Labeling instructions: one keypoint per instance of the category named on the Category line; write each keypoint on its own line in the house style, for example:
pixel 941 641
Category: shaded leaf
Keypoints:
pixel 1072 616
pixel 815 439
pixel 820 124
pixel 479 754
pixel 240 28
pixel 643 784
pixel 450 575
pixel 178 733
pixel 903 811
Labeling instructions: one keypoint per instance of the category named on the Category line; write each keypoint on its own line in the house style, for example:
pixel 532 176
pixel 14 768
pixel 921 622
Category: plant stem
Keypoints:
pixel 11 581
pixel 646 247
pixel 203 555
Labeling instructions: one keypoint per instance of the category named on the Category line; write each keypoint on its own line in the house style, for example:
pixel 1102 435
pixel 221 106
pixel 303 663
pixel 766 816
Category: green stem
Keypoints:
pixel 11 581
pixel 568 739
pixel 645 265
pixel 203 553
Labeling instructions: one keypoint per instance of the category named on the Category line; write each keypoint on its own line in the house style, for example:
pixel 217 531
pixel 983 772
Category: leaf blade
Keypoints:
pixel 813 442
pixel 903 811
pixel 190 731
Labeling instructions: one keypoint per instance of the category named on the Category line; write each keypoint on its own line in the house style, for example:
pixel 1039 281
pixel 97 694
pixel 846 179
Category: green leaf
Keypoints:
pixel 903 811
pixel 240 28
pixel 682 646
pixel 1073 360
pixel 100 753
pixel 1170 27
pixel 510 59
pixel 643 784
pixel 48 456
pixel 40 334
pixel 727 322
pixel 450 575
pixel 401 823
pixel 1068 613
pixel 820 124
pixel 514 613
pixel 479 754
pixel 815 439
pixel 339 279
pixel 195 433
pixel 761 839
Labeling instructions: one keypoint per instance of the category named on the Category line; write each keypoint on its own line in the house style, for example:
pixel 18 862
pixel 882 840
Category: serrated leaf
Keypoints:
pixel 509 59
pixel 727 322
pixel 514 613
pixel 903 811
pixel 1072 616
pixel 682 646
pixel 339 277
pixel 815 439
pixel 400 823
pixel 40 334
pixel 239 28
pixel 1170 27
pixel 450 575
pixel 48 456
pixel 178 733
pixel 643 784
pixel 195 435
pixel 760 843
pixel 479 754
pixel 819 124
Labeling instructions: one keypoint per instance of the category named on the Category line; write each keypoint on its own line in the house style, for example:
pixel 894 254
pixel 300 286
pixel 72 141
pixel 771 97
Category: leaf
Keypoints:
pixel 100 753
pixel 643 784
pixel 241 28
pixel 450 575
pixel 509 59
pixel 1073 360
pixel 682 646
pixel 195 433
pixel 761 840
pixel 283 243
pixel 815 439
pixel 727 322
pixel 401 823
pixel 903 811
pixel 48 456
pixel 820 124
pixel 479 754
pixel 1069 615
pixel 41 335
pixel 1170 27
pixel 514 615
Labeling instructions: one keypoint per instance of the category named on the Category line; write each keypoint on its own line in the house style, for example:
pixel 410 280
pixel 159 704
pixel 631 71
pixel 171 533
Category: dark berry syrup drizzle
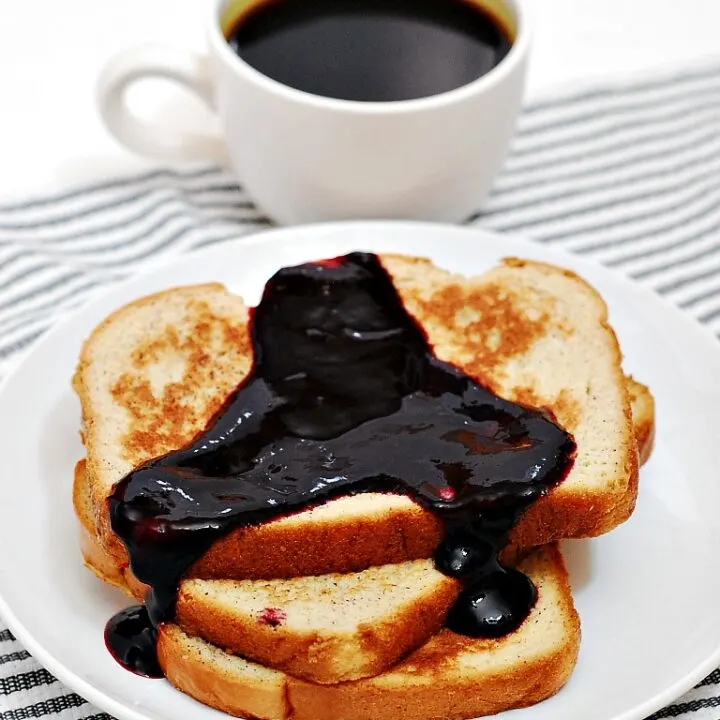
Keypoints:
pixel 345 397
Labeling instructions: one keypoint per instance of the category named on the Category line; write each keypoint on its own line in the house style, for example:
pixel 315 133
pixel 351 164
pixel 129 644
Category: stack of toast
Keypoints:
pixel 338 612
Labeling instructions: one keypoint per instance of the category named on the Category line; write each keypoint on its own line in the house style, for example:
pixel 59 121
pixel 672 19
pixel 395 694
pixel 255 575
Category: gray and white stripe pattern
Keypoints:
pixel 628 175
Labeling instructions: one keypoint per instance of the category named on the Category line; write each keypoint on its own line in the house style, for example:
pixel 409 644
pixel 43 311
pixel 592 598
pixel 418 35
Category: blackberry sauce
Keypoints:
pixel 345 397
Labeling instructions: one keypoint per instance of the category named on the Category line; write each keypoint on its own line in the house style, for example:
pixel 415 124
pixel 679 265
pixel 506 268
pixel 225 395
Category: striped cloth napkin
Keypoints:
pixel 626 174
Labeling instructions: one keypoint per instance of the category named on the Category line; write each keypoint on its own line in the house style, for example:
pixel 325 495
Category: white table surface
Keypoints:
pixel 51 51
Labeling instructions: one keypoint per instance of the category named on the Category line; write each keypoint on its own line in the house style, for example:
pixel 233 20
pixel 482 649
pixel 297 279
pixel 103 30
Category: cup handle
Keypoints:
pixel 150 61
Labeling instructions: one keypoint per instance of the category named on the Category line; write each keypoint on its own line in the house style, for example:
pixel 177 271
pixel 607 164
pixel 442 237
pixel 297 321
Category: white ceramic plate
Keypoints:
pixel 647 593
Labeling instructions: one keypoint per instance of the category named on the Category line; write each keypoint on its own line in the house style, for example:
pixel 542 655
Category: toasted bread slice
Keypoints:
pixel 324 628
pixel 451 677
pixel 153 373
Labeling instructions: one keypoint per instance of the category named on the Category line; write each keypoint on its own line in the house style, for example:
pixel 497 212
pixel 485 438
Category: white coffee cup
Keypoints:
pixel 307 158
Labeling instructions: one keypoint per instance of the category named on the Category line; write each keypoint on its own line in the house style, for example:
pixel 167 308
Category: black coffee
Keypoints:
pixel 370 50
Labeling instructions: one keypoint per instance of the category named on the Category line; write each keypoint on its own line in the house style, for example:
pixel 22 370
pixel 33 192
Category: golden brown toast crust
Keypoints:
pixel 481 348
pixel 450 678
pixel 643 411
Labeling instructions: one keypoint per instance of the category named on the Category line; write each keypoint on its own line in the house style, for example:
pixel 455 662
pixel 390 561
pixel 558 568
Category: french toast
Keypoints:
pixel 451 677
pixel 323 628
pixel 336 610
pixel 154 372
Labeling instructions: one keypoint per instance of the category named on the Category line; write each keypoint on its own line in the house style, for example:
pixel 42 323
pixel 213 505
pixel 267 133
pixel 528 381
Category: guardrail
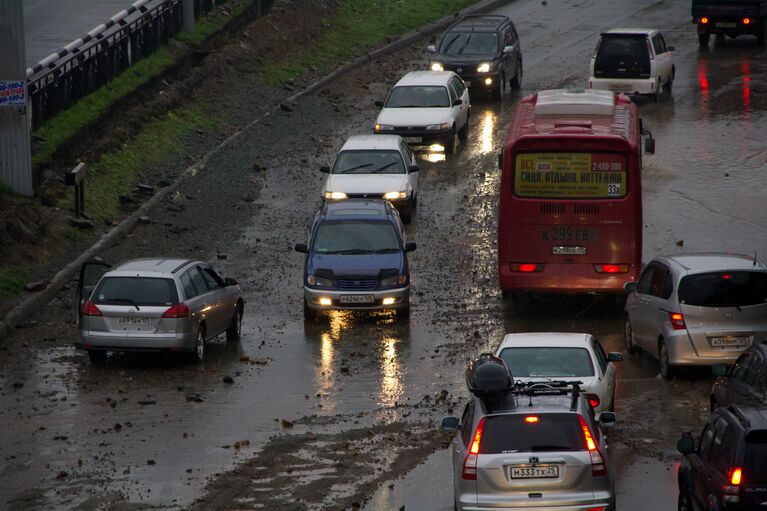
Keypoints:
pixel 93 60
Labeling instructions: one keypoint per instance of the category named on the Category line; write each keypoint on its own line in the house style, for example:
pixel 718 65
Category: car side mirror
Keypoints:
pixel 649 145
pixel 686 444
pixel 607 419
pixel 450 424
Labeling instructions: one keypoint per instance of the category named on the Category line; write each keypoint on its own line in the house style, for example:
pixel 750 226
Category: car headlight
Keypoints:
pixel 395 195
pixel 396 280
pixel 313 280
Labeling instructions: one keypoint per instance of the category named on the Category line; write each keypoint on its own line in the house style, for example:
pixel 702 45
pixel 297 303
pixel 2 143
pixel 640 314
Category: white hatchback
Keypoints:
pixel 552 356
pixel 374 167
pixel 632 61
pixel 427 108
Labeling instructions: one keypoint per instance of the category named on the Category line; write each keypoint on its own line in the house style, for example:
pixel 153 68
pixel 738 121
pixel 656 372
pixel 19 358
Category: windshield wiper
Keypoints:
pixel 363 165
pixel 128 300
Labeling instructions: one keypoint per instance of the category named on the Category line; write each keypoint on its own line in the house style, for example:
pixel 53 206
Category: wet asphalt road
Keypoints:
pixel 180 426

→ **Short task**
Retype each entry precisely. Skip images entirely.

→ **Output below**
Labeling instructions: one keypoint per instance of the category named on the Category line; write each keypoint on its own line in the house style, for example:
pixel 941 641
Category: shaded leaf
Keypoints:
pixel 1072 616
pixel 815 439
pixel 820 124
pixel 479 754
pixel 240 28
pixel 643 784
pixel 450 575
pixel 178 733
pixel 903 811
Labeling instructions: one keypoint per instance of the category named on the Category line; write each keypoint on its own line in the house style, for example:
pixel 532 176
pixel 14 768
pixel 921 622
Category: plant stem
Keypoints:
pixel 11 581
pixel 646 247
pixel 203 555
Labeling instructions: one keypoint per instance of the category named on the Category line; write each keypoint on its own line in the house style, for example:
pixel 1102 435
pixel 221 106
pixel 303 663
pixel 766 816
Category: green stem
Keypoints:
pixel 11 581
pixel 568 739
pixel 645 265
pixel 203 553
Labeling instructions: one keypoint per instance of the category named on the Category line; write each keypoint on its own line in the house style, for example:
pixel 217 531
pixel 983 772
Category: leaf blade
Keypoints:
pixel 813 442
pixel 903 811
pixel 190 731
Labeling instructions: one keypoint per instance of the category named on the Category line; write each keypoint on its own line in the house style, for example:
pixel 1039 281
pixel 97 694
pixel 846 179
Category: green leaf
Keypoints:
pixel 903 811
pixel 240 28
pixel 682 646
pixel 1073 360
pixel 100 753
pixel 1170 27
pixel 510 59
pixel 643 784
pixel 48 456
pixel 40 334
pixel 727 322
pixel 450 575
pixel 401 823
pixel 1068 613
pixel 820 124
pixel 514 613
pixel 479 754
pixel 815 439
pixel 339 279
pixel 195 433
pixel 761 839
Labeling instructions: one keypoint per instance of the category named on the Category line; write each keypoint on its own line in the house style, for example:
pixel 18 862
pixel 882 840
Category: serrated leaf
Keypoints:
pixel 509 59
pixel 727 322
pixel 514 613
pixel 903 811
pixel 1072 616
pixel 682 646
pixel 339 277
pixel 815 439
pixel 400 823
pixel 40 334
pixel 239 28
pixel 1170 27
pixel 450 575
pixel 48 456
pixel 178 733
pixel 643 784
pixel 195 435
pixel 760 843
pixel 479 754
pixel 819 124
Labeling instructions: one keypoint per instance of the category named on the Category line; write each keypoint on its own line in the house style, for example:
pixel 894 254
pixel 300 286
pixel 72 141
pixel 771 97
Category: leaf
Keypoints:
pixel 100 753
pixel 643 784
pixel 241 28
pixel 450 575
pixel 509 59
pixel 1073 360
pixel 682 646
pixel 195 433
pixel 761 840
pixel 283 243
pixel 815 439
pixel 727 322
pixel 401 823
pixel 903 811
pixel 48 456
pixel 820 124
pixel 479 754
pixel 1069 615
pixel 41 335
pixel 1170 27
pixel 514 615
Labeling instructions: one keypoint per instance of the category named on the Category line; write each keypoint on its own line in the house style, for example:
pixel 410 280
pixel 159 704
pixel 631 71
pixel 171 533
Category: dark berry syrup drizzle
Keypoints:
pixel 345 397
Labeling instructions: one keypoint per instance of the category named on the Category line; write each keypoint on its own line in the house style, for example:
pixel 315 133
pixel 351 164
pixel 129 644
Category: stack of toast
Keypoints:
pixel 338 612
Labeling instructions: one keypoint per instance of the category named on the Category line; write each keypoint on its own line in the house style, for example:
pixel 59 121
pixel 672 19
pixel 395 694
pixel 255 575
Category: gray and white stripe pattern
Keypoints:
pixel 628 175
Labeling instructions: one keypoint per instance of the category named on the Category line; write each keypoint on its own line in the house style, for example:
pixel 409 644
pixel 43 311
pixel 592 598
pixel 418 35
Category: blackberry sauce
Keypoints:
pixel 345 397
Labeling instructions: one keypoint per instance of the category named on the Category line; write each keypoint on its own line in the house style, for example:
pixel 415 124
pixel 679 265
pixel 506 268
pixel 225 395
Category: striped cloth napkin
Keypoints:
pixel 626 174
Labeling instructions: one keypoint per instance of the category named on the Category line; write each keypoint on its own line in the house style, for example:
pixel 325 495
Category: white table surface
Keypoints:
pixel 51 51
Labeling instructions: one keypoint per instance of the category named on the Category line; write each keypoint on its own line in the house style, for example:
pixel 233 20
pixel 482 649
pixel 297 279
pixel 103 30
Category: cup handle
Keypoints:
pixel 150 61
Labeling instructions: one keypoint per instance of the category named on the Category line; write each keypoint on its own line in the house style, for example:
pixel 177 271
pixel 607 164
pixel 442 237
pixel 297 321
Category: white ceramic plate
Keypoints:
pixel 647 593
Labeling instructions: one keypoint per instance of the category named on the Category line; write each keypoint on its own line in the house style, for example:
pixel 542 655
Category: toasted bread slice
Keypoints:
pixel 324 628
pixel 451 677
pixel 153 373
Labeling instructions: one keypoint per instance of the category named on the Category line; write each keypoint on its own line in the house style, for example:
pixel 497 212
pixel 485 438
Category: white coffee cup
Keypoints:
pixel 307 158
Labeling instructions: one keypoint per instance of the category named on the Category line; write each keypoint on its own line in the house style, for example:
pixel 167 308
Category: black coffee
Keypoints:
pixel 370 50
Labeling instructions: one keypoint per instance of the category named on the Category line; write each keypoint on its own line in the house style, for example:
pixel 22 370
pixel 33 192
Category: golden brown toast crust
Keypoints:
pixel 481 348
pixel 450 678
pixel 643 411
Labeling instructions: one keypoint per instance of the category named on the Category line; write each keypoint on its own line in the house style, for example:
pixel 455 662
pixel 390 561
pixel 558 568
Category: french toast
Keypoints:
pixel 451 677
pixel 323 628
pixel 336 610
pixel 154 372
Labeling instructions: one keypoint per instance of the category named on the Category line; write each keypoint on its own line in the house style, for example:
pixel 42 323
pixel 213 505
pixel 267 133
pixel 528 381
Category: guardrail
Keypoints:
pixel 93 60
Labeling instructions: one keypoint per instance of the category named on the Category line; write each keypoint on its own line in the house style, for example:
pixel 718 65
Category: car side mirror
Keypoints:
pixel 649 145
pixel 686 444
pixel 607 419
pixel 450 424
Labeling instructions: one keypoint per instance of the category named on the Category line; write each keypoint on its own line in the house style, for example:
pixel 750 226
Category: car headlight
Keypoints:
pixel 395 195
pixel 396 280
pixel 313 280
Labeling instructions: one keypoint per instance of the category named on the Category line; write each keypoint on its own line in the house style, for example:
pixel 702 45
pixel 297 303
pixel 2 143
pixel 640 314
Category: white hatchback
Keypoints:
pixel 552 356
pixel 374 167
pixel 632 61
pixel 427 108
Labeling instructions: one keypoint per instance of the category named on the Category line; write each keypoint on its own line in the house style, for example:
pixel 153 68
pixel 738 121
pixel 656 372
pixel 19 358
Category: windshield wiper
Keypoints:
pixel 363 165
pixel 128 300
Labeling instructions: one keypoint per instance of the category named on the Category line; write each keypoint on its own line in the house style, for example:
pixel 53 206
Category: wet asphalt road
Keypoints:
pixel 180 426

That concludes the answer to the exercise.